[Start Data extract]

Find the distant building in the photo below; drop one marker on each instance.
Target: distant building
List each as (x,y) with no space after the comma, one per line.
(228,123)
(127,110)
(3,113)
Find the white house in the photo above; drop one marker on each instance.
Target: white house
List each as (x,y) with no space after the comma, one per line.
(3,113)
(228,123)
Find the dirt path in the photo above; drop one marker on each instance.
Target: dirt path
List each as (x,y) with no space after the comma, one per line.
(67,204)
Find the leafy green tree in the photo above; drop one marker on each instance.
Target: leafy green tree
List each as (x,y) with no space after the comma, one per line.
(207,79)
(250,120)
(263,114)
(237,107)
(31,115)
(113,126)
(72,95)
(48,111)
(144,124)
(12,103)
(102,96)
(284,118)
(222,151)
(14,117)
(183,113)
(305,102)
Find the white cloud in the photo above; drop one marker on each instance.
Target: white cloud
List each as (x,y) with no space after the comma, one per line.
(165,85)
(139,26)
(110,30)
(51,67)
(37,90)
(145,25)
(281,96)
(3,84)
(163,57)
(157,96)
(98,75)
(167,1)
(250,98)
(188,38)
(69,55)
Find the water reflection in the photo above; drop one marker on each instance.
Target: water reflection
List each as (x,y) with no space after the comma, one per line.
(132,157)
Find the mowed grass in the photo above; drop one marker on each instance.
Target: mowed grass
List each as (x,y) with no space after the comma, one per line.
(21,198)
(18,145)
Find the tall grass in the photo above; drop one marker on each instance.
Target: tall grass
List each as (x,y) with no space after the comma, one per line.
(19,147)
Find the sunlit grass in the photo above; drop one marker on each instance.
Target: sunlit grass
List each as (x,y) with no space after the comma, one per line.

[End Data extract]

### [Written instruction]
Swap "marker" for "pin" everywhere in the lines above, changing nothing else.

### [Correct result]
Find the distant building in the photo below; drop one pin on each instance.
Target: distant building
List each as (x,y) with no space after the comma, one per line.
(228,123)
(127,110)
(3,113)
Find the white house in the photo above; drop one pin on each instance.
Target: white house
List each as (x,y) with no space after the comma, one per line.
(3,113)
(228,123)
Find the dirt path in the photo above; drop one pin on each instance.
Target: dirt path
List each as (x,y) with no space after the comma, one per line.
(67,204)
Find the leafy green tree in the photo above; drop one pin on each instance.
Target: leafy green tree
List each as (x,y) with no space after the comma, one per line.
(207,79)
(250,120)
(263,114)
(237,107)
(31,115)
(113,126)
(72,95)
(48,111)
(144,124)
(12,103)
(102,96)
(284,118)
(222,151)
(14,117)
(183,113)
(305,102)
Find the white cloud in the photo above; drop one pin on each instance.
Target: white cloud
List each as (x,y) with no space after the comma, one per line.
(165,85)
(139,26)
(110,30)
(51,67)
(37,90)
(145,25)
(281,96)
(3,84)
(163,57)
(157,96)
(98,75)
(167,1)
(250,98)
(188,38)
(69,55)
Find the water reflection in the photo above; drop one pin on each instance.
Target: water reflection
List each as (x,y) with no space after the comma, one per line.
(132,157)
Find the mowed grass in the photo above; drop one pin on each instance.
Target: mowed grass
List each as (x,y) with no space after the comma, one per line.
(21,198)
(18,145)
Find the tall grass in the photo above; drop one pin on each instance.
Target: tall grass
List each as (x,y) with no space after the comma, one per line.
(19,147)
Find the sunlit grass in the photo above; drop one pin on each instance.
Target: sunlit grass
List each as (x,y) with no space after the comma, one per line.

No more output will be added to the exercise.